Activity -
Set each entry down exactly as written.

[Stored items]
*** Begin section ***

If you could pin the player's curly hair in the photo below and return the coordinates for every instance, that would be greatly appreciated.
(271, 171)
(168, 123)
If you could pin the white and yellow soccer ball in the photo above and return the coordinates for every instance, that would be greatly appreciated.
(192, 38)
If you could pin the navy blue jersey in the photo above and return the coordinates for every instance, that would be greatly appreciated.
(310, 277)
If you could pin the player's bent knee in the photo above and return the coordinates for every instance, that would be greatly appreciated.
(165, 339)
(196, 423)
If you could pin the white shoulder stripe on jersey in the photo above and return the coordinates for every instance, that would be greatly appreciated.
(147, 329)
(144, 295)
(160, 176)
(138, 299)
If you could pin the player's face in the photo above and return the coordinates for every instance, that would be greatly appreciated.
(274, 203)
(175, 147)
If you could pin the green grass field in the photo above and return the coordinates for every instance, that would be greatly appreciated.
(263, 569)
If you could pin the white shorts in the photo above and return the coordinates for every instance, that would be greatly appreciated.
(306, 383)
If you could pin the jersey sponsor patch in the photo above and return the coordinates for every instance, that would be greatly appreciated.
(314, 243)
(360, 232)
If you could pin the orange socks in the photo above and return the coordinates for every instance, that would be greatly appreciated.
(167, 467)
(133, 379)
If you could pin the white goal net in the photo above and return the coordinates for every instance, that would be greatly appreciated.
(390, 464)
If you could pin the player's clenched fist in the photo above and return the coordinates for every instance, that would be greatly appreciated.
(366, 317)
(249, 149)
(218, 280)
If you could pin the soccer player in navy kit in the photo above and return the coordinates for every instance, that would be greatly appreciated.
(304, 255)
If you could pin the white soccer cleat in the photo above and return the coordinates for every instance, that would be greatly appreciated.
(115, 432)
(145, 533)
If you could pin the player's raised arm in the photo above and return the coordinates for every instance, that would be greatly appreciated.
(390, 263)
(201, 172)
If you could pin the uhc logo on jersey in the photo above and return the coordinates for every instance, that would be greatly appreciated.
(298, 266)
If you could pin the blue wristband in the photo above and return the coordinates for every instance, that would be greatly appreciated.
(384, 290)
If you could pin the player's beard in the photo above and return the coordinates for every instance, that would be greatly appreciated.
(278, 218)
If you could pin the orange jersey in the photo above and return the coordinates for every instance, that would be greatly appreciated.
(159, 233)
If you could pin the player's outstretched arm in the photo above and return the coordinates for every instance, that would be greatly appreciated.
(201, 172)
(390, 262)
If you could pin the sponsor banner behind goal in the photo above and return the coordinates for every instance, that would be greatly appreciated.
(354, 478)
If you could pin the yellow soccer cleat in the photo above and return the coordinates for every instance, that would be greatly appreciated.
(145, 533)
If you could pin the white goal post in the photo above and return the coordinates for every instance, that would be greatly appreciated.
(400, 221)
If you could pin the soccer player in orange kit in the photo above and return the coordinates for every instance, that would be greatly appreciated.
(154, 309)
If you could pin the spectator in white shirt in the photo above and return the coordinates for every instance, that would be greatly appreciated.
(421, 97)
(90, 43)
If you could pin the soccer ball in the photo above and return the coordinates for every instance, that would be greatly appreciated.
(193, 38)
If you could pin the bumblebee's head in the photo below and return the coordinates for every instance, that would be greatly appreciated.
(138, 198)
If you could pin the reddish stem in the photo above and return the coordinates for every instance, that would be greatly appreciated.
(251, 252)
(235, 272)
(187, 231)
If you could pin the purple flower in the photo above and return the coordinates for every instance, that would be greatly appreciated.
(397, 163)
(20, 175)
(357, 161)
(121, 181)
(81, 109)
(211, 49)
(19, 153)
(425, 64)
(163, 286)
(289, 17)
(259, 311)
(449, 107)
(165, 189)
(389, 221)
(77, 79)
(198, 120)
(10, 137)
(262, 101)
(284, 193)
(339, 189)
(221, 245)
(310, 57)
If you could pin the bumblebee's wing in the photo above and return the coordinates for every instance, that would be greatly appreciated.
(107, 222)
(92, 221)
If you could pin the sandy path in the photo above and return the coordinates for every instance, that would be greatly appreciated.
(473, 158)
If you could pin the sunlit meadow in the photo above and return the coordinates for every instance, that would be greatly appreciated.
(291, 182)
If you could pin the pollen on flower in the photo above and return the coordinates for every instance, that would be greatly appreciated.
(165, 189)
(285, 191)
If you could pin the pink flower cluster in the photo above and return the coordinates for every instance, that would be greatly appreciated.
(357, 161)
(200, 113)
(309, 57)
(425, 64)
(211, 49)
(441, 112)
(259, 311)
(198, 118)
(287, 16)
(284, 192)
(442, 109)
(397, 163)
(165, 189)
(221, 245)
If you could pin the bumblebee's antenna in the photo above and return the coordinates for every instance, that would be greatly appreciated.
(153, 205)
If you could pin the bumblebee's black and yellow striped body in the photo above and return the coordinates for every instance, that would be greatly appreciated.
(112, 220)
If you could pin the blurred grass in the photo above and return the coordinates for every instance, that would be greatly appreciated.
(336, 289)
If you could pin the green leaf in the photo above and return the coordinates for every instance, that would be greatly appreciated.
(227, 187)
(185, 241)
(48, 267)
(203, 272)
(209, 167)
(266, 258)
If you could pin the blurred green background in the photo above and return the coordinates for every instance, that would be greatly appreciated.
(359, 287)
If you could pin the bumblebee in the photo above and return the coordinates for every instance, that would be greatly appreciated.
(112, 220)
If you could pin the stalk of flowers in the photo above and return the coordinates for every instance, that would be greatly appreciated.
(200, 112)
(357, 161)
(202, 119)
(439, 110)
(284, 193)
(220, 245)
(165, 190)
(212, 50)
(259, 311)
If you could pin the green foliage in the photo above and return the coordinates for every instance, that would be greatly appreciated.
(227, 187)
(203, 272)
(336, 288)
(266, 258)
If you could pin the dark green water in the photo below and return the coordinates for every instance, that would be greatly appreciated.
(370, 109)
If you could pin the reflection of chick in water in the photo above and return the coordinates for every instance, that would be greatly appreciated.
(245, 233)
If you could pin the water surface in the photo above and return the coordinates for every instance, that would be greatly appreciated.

*** End section ***

Answer box -
If you could pin the player's curly hair in the photo below and return the coordinates for every instance, that would be greatly appreciated.
(271, 171)
(168, 123)
If you could pin the white and yellow soccer ball in the photo above and return the coordinates for every instance, that would be greatly appreciated.
(192, 38)
If you could pin the navy blue jersey in the photo above and return the coordinates for every instance, that would be greatly appreciated.
(310, 277)
If you could pin the player's bent knee in the photo above and return the coordinates for every instance, that would be greatly appreciated.
(165, 339)
(196, 423)
If you could pin the white shoulder stripe on jersey in the photo above and return the coordinates for every instance, that would be greatly appreciated.
(147, 329)
(144, 295)
(160, 176)
(138, 299)
If you could pin the player's face in the photo above and return the coordinates for every instance, that would be greatly appreciated.
(274, 203)
(175, 147)
If you could pin the green grass field in the photo above and return the coordinates for every instance, that would be greatly appreciated.
(263, 569)
If you could pin the white shorts in the photo above and return the coordinates for every instance, that would be greatly appreciated.
(306, 383)
If you could pin the jersey sponsor patch in the photo above and return the coordinates for every instance, that would be greatly appreciated.
(314, 243)
(360, 232)
If you could pin the orange socks in the photo above and return the coordinates for every instance, that would be greatly appreciated.
(167, 467)
(133, 379)
If you could pin the white goal net in the photo above and return the coordinates for every instance, that would be greatly appreciated.
(390, 464)
If you could pin the player's clenched fist in the photo above and return the coordinates for every instance, that would be greatly appreciated.
(366, 317)
(249, 149)
(218, 280)
If you could pin the soccer player in navy kit in the photo above and return the coordinates for every instance, that would be greatly appreciated.
(304, 255)
If you could pin the white soccer cleat in the photo above and return the coordinates for every instance, that would be greatly appreciated.
(115, 432)
(145, 533)
If you could pin the player's raised arm in the photo above and return the coordinates for every instance, that would be greatly appreciated.
(390, 263)
(201, 172)
If you could pin the uhc logo on jersey in the photo above and return the coordinates for every instance, that would be greatly appreciated.
(298, 266)
If you could pin the blue wristband in the photo above and return the coordinates for every instance, that would be greatly appreciated.
(384, 290)
If you could pin the player's beard in the photo above and return the coordinates for every instance, that would be greatly appreciated.
(278, 218)
If you could pin the orange jersey in the photo above and return the coordinates for every instance, that would be greatly appreciated.
(159, 233)
If you could pin the player's outstretched arm in the photo above and return the coordinates for every instance, that would be greatly appreciated.
(201, 172)
(390, 262)
If you could pin the sponsor banner behind goal in the photo above and return the coordinates for every instance, that would be greatly appreciated.
(354, 478)
If you could pin the yellow soccer cleat in the photo above and return the coordinates for every instance, that would be greatly appreciated.
(145, 533)
If you could pin the white goal post in the photo above and return the coordinates for every instance, that would be greatly appreciated.
(400, 221)
If you could pin the soccer player in orange kit in the photo above and return the coordinates for every instance, that would be greatly appreciated.
(154, 309)
If you could pin the spectator in white shirt in the photo above and return the coordinates for every instance, that would be greatly appreciated.
(421, 97)
(90, 43)
If you could pin the soccer ball in the photo above and return the coordinates for every instance, that would be greatly appreciated.
(193, 38)
If you could pin the bumblebee's head in the photo below and return the coordinates for every instance, that would be greatly appreciated.
(138, 198)
If you could pin the reddish stem in the photo above and return the coordinates for every instance, that would be greatly appreciated.
(251, 252)
(235, 272)
(187, 231)
If you could pin the purple flower in the photo above and return the coordinates for every instance, that would be greatly appreciated.
(397, 163)
(20, 175)
(357, 161)
(121, 181)
(81, 109)
(211, 49)
(19, 153)
(425, 64)
(163, 286)
(289, 17)
(259, 311)
(449, 107)
(165, 189)
(389, 221)
(77, 79)
(198, 120)
(10, 137)
(262, 101)
(284, 193)
(339, 189)
(221, 245)
(310, 57)
If you could pin the bumblebee's wing in the photo above and return the coordinates for every instance, that would be greatly appreciated.
(107, 222)
(92, 221)
If you could pin the sandy path in the photo above and return the coordinates for every instance, that would be greatly appreciated.
(473, 158)
If you could pin the sunlit meadow in the photo above and return the coordinates for every instance, that would be greatly appreciated.
(291, 182)
If you could pin the pollen on flower in the photo above and return the coordinates for every instance, that would be greatly appreciated.
(165, 189)
(285, 191)
If you could pin the pink flower cluster in the photo above and return the coordinates for every instance, that would be greatly appreciated.
(357, 161)
(200, 113)
(309, 57)
(425, 64)
(211, 49)
(441, 112)
(259, 311)
(198, 118)
(287, 16)
(284, 192)
(442, 109)
(397, 163)
(165, 189)
(221, 245)
If you could pin the bumblebee's antenna in the photo above and return the coordinates for every instance, that would be greatly appreciated.
(153, 205)
If you could pin the bumblebee's black and yellow striped body in the photo above and return the coordinates for every instance, that would be greatly appreciated.
(112, 220)
If you could pin the blurred grass in the photo above and return the coordinates for every instance, that would be greatly appreciated.
(336, 289)
If you could pin the green leaf in the photo above and return the coordinates for every instance, that would be greatly appreciated.
(227, 187)
(185, 241)
(48, 267)
(203, 272)
(209, 167)
(266, 258)
If you could pin the blurred green background in the photo above and return the coordinates for every instance, that would be greatly appreciated.
(359, 287)
If you could pin the bumblebee in the photo above and return the coordinates for every instance, that would be greatly appreciated.
(112, 220)
If you could pin the stalk of flowers in the photo above and return the coordinates for every instance, that would be greatly appreciated.
(200, 112)
(357, 161)
(202, 119)
(439, 110)
(284, 193)
(220, 245)
(165, 190)
(212, 50)
(259, 311)
If you could pin the green foliage in the photo above and return the coordinates for every instance, that would be greatly appreciated.
(227, 187)
(203, 272)
(336, 288)
(266, 258)
If you could pin the dark green water in the photo below and return the coordinates for every instance, that would be greatly appreciated.
(370, 109)
If you could pin the reflection of chick in water in the photo above and return the coordinates for every instance, that would be greatly appreciated.
(245, 233)
If you could pin the water surface in the photo above and return the coordinates for every instance, that would be greatly appreciated.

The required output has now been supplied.